夢日記、メタ認知、俳句モドキ、詩、小説、音楽日記、ドローイング、デジタルペイント、コラージュ、写真など。2012.1.6.にブログをはじめる。統合失調症はもう20年ぐらい通院している。

感想
『動く人工島』
ジュール・ヴェルヌ
三輪秀彦    訳
(創元推理文庫)


ジュール・ヴェルヌが好きで、久しぶりに中古本を買った。Amazonで何年も前に買いそびれた本を買えるなんて素晴らしいインターネット世界だ。

人工島というアイデアが素晴らしい。奇妙な旅をして最後は人工島の危機と分解。SFの出来となるとH・G・ウェルズの方が小説の流れは上手いと思う。けれども素朴なSFアイデアはものすごく好きだなぁ。素朴な、というのは一応褒め言葉。自分の作りたい物を小説の中に作り上げてどうなるかをシミュレーションしてるという点が素晴らしいと思う。

弦楽四重奏団の4人が主人公だ。ヴェルヌの時代も音楽好きはたくさん居たんだなぁ。こんなことを考えた。クラシックは楽譜さえ有れば再現出来るけど、今の時代は楽譜が有るだけじゃ完全な再現は無理だろう。シンセサイザーの音色変化に至るまで細かく書かれた楽譜なら可能かも知れないが。そう考えればクラシックは再現という点において優れた音楽と言えるのではないか?……特に弦楽四重奏は4人居れば出来るし。ただ、4人だけで音楽をする場合、その技量の差が大きくなる気もするけど。

------------------------------------------------------------

(取り組む課題):
[A] 『動く人工島』の感想のうち、「夢日記、メタ認知、俳句モドキ」から「らしいインターネット世界だ。」までを一字一句そのまま書き写してもらえますか？
[B] 『動く人工島』の感想に名前が出てくる人物を、すべて挙げるとどうなりますか？
[C] 『動く人工島』の感想の続きを、最後の文の後から書き継いでもらえますか？

(データ内容):
------------------------------------------------------------

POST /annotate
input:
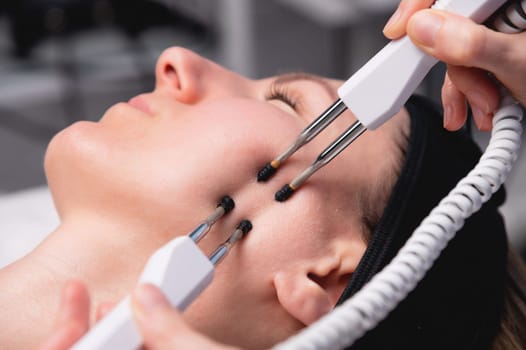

------------------------------------------------------------

(解答一覧):
[A]
夢日記、メタ認知、俳句モドキ、詩、小説、音楽日記、ドローイング、デジタルペイント、コラージュ、写真など。2012.1.6.にブログをはじめる。統合失調症はもう20年ぐらい通院している。

感想
『動く人工島』
ジュール・ヴェルヌ
三輪秀彦    訳
(創元推理文庫)


ジュール・ヴェルヌが好きで、久しぶりに中古本を買った。Amazonで何年も前に買いそびれた本を買えるなんて素晴らしいインターネット世界だ。

[B] ジュール・ヴェルヌ、三輪秀彦、H・G・ウェルズ

[C]
全体的には『海底二万里』に似ている。『海底二万里』は科学技術を集めて作られた潜水艦で内部は海の博物館であり美術館でもあり、図書館であり、オルガンに置かれた楽譜のコレクションから音楽館とも呼べる。第1部では科学技術の素晴らしさを前面に出し、第2部では悲劇的な運命で終わる。

『動く人工島』も第1部は科学技術と南洋旅行の素晴らしさ、第2部では海賊や島の右舷派と左舷派に分かれての政治的な争いと結果として島が分解してしまう結末が描かれる。

ジュール・ヴェルヌの晩年の作品だという。晩年だから暗いという感じではないと思う。むしろ、これだけの政治的なテーマを明るく戯画化出来た点が明るいとも言える。